GIVEN TEXT:
......

Remember the last time you had one of those “D’oh!” moments, when something you were desperately looking for – sunglasses, keys, whatever – were right under your nose all along?
Something like that just happened in the cancer research community.
And that something has HUGE implications in mankind’s fight against America’s second largest killer.
Anyone who’s ever worried about cancer – that means everyone – needs to know this…
The current model for diagnosing cancer involves an invasive and not so accurate (only 85%) result. It’s also quite complicated/expensive after the tissue sample is collected, (which can be painful in obtaining depending on the location in the body).
The traditional method of reading the sample involves dyes, biomarkers and specific stains, which are also sensitive to handle. Plus it is hard to differentiate a malignancy at times.
But scientists have now found a less invasive, faster, easier and cheaper method that doesn’t involve special dyes or long needles.
And this cancer-fighting tool comes from the unlikeliest of places: in the fractal patterns found in nature.
Never heard of fractals? Well you’ve seen them, thousands upon thousands of times.
Recall the holidays that have just past, remember that decoration above the fireplace of the spirals in those pinecones. Or, observe the helical pattern of the romanesca vegetable, (literally looks like it’s from outer space), at your next farmer’s market visit.
Fractals are defined as “a curve or geometric figure, each part of which has the same statistical character as the whole.
Fractals are useful in modeling structures (such as eroded coastlines or snowflakes) in which similar patterns recur at progressively smaller scales, and in describing partly random or chaotic phenomena such as crystal growth, fluid turbulence, and galaxy formation.”

......

(Records from a collection)

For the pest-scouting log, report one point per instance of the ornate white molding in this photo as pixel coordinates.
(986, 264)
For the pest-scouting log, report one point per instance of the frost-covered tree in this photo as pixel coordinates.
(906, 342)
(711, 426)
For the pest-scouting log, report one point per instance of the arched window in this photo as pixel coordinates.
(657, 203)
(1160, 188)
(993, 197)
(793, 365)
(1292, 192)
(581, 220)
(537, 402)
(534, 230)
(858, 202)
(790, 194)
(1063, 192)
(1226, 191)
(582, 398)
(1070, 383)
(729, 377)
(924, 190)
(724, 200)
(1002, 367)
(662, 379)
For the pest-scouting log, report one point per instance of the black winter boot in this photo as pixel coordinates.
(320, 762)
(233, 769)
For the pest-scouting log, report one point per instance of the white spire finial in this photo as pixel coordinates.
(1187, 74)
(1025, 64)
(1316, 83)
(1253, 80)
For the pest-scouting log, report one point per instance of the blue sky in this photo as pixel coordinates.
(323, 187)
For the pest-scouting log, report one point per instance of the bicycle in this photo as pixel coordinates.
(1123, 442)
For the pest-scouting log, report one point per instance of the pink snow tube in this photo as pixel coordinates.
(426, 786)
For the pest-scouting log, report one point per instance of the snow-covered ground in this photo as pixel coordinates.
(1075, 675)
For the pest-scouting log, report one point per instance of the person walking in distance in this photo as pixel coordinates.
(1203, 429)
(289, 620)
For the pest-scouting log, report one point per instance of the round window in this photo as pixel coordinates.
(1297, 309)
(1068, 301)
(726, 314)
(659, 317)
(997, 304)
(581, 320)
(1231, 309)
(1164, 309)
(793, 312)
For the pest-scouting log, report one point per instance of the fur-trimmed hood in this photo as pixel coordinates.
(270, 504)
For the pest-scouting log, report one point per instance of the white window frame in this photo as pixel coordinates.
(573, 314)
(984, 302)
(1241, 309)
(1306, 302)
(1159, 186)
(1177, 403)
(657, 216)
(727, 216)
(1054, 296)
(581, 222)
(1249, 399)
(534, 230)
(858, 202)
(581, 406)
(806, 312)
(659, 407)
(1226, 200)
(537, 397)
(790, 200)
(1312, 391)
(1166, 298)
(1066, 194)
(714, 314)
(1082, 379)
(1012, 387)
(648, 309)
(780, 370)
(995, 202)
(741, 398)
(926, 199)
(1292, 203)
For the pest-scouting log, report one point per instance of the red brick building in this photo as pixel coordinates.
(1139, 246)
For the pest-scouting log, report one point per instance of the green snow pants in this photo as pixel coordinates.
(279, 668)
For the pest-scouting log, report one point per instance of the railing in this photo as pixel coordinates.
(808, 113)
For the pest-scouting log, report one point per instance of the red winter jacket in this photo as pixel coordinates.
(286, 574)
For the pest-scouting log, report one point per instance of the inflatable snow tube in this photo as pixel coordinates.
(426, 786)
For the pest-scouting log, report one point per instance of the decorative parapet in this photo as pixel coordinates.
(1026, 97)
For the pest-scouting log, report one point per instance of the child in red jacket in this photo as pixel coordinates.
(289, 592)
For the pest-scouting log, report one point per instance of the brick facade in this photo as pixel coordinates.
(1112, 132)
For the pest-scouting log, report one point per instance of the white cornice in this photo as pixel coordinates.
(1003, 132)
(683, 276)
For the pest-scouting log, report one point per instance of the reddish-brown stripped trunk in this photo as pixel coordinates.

......

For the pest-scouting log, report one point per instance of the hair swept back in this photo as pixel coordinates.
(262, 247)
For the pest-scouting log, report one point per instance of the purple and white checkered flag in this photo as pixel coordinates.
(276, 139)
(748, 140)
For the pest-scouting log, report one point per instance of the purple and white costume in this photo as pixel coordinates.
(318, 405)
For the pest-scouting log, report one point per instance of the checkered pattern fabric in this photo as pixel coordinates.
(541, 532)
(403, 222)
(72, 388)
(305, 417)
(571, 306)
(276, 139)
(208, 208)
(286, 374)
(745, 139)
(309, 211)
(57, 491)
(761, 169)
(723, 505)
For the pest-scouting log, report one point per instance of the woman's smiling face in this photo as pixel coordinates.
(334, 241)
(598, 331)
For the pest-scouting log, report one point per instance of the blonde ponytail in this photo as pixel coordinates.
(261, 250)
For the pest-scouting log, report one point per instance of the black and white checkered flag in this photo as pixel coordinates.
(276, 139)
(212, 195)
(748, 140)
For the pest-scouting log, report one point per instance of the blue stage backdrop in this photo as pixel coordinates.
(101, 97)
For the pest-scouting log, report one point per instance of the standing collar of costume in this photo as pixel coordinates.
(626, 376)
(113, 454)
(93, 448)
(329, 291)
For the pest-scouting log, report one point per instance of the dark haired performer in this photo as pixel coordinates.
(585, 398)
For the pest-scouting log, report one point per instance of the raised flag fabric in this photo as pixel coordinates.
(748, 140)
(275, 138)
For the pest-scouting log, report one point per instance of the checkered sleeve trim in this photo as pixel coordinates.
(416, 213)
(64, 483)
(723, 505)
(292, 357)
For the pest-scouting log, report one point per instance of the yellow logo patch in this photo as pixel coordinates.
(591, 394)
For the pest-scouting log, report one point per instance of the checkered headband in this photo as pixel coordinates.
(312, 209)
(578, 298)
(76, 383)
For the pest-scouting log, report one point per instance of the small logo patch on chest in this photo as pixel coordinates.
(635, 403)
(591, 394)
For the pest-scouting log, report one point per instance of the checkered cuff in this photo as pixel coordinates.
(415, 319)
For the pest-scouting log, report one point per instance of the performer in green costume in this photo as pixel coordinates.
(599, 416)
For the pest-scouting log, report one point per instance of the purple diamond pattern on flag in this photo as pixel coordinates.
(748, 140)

......

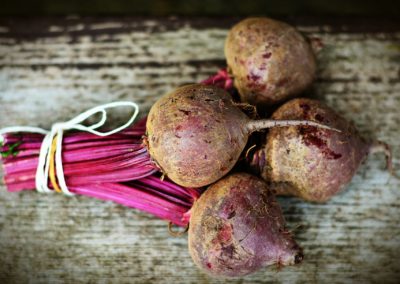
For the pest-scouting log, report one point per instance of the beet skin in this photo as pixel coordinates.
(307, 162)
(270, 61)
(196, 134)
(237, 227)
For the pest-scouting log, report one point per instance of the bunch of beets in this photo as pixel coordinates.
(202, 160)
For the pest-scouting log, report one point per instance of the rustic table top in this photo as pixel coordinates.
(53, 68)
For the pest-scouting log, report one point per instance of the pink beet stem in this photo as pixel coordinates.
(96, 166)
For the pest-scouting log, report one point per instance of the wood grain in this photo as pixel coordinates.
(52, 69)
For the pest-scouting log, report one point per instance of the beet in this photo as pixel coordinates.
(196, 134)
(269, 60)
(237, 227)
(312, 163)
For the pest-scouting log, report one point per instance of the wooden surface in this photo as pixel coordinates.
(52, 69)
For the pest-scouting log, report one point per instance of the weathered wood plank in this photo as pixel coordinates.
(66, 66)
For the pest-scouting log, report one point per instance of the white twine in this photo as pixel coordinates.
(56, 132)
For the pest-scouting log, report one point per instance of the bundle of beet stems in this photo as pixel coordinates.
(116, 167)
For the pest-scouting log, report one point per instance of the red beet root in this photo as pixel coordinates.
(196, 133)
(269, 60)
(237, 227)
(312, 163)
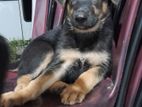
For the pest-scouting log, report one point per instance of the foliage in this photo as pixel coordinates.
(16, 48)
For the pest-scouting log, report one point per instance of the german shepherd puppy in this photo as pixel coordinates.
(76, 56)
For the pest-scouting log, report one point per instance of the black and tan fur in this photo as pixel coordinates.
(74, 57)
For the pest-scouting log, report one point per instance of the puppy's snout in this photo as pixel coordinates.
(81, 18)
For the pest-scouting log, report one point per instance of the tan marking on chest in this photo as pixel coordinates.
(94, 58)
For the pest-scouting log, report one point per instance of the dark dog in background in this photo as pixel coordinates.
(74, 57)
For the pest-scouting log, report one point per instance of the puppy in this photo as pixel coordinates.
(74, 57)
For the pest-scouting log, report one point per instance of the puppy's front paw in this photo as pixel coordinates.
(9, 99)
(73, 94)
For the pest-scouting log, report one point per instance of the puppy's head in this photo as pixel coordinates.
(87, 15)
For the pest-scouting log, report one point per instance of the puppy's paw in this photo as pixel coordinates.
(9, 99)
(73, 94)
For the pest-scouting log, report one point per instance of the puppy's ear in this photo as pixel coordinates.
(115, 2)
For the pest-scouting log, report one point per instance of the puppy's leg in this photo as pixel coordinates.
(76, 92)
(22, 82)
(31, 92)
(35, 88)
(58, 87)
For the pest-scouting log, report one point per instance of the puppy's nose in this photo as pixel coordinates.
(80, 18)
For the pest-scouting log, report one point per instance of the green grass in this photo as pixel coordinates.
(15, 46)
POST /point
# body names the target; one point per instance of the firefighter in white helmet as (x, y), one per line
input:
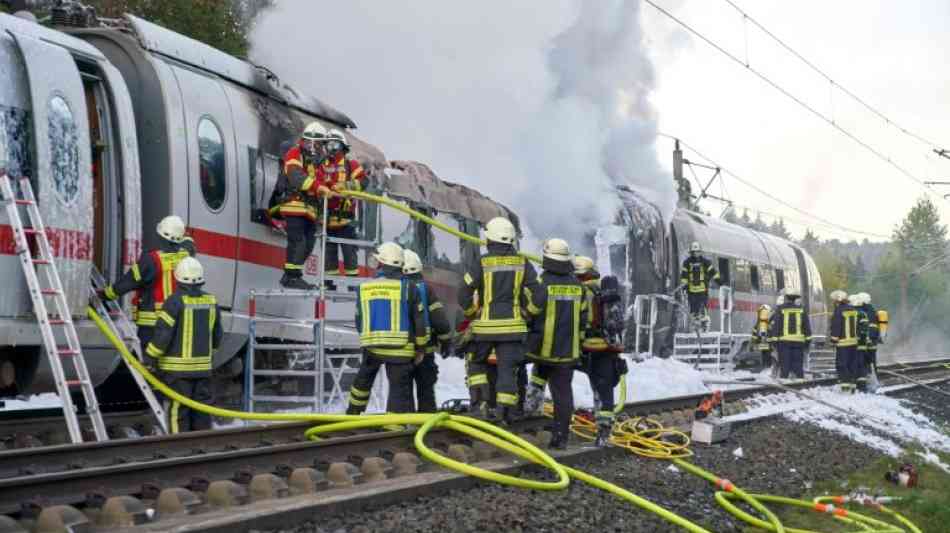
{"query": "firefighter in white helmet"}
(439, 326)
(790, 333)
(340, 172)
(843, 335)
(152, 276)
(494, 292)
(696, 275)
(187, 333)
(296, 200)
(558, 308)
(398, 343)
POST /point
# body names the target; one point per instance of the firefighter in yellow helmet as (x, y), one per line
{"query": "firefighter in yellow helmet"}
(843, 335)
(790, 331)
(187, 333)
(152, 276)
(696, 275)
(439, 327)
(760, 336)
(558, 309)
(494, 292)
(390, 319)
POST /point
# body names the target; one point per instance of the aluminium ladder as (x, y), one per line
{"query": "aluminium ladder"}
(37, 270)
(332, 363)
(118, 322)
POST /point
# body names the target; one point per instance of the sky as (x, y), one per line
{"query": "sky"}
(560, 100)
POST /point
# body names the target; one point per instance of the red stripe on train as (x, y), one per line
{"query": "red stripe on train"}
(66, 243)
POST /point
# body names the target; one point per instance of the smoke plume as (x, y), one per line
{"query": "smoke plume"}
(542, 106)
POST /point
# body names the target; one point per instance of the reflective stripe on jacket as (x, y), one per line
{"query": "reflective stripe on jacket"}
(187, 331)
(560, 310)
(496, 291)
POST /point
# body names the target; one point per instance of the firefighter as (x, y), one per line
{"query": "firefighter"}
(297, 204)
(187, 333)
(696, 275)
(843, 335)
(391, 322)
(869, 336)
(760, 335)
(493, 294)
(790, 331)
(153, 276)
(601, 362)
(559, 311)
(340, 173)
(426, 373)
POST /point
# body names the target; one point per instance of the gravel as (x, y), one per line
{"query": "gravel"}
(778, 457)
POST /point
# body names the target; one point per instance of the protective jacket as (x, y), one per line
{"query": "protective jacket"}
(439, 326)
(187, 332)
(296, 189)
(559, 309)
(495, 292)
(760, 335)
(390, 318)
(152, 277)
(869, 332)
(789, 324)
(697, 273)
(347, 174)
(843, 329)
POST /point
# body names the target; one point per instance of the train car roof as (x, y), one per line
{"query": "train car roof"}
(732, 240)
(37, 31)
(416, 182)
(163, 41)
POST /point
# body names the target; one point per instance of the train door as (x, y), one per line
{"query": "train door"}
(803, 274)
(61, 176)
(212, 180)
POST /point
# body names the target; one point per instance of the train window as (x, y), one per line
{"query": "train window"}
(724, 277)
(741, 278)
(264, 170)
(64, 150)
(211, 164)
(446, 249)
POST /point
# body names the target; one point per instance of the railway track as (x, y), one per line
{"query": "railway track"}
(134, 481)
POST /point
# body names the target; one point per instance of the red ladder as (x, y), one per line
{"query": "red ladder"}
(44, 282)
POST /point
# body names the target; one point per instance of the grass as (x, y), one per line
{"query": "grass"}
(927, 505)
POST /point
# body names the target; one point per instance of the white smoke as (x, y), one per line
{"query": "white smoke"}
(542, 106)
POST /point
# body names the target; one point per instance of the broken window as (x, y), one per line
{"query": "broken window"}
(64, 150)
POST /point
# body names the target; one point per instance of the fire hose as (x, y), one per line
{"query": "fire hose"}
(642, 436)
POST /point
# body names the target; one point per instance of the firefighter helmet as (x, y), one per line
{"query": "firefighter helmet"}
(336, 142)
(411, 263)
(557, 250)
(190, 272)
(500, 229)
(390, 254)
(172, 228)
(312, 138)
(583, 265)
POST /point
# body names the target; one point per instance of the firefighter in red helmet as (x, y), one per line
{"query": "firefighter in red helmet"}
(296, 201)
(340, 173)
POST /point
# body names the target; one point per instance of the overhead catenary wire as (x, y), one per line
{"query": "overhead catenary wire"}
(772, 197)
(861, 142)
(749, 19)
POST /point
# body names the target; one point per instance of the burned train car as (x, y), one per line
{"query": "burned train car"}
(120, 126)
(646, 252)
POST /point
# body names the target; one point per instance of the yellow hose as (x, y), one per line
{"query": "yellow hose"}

......

Set down the whole article on fractals and cancer diagnosis again, word for word.

Remember the last time you had one of those “D’oh!” moments, when something you were desperately looking for – sunglasses, keys, whatever – were right under your nose all along?
Something like that just happened in the cancer research community.
And that something has HUGE implications in mankind’s fight against America’s second largest killer.
Anyone who’s ever worried about cancer – that means everyone – needs to know this…
The current model for diagnosing cancer involves an invasive and not so accurate (only 85%) result. It’s also quite complicated/expensive after the tissue sample is collected, (which can be painful in obtaining depending on the location in the body).
The traditional method of reading the sample involves dyes, biomarkers and specific stains, which are also sensitive to handle. Plus it is hard to differentiate a malignancy at times.
But scientists have now found a less invasive, faster, easier and cheaper method that doesn’t involve special dyes or long needles.
And this cancer-fighting tool comes from the unlikeliest of places: in the fractal patterns found in nature.
Never heard of fractals? Well you’ve seen them, thousands upon thousands of times.
Recall the holidays that have just past, remember that decoration above the fireplace of the spirals in those pinecones. Or, observe the helical pattern of the romanesca vegetable, (literally looks like it’s from outer space), at your next farmer’s market visit.
Fractals are defined as “a curve or geometric figure, each part of which has the same statistical character as the whole.
Fractals are useful in modeling structures (such as eroded coastlines or snowflakes) in which similar patterns recur at progressively smaller scales, and in describing partly random or chaotic phenomena such as crystal growth, fluid turbulence, and galaxy formation.”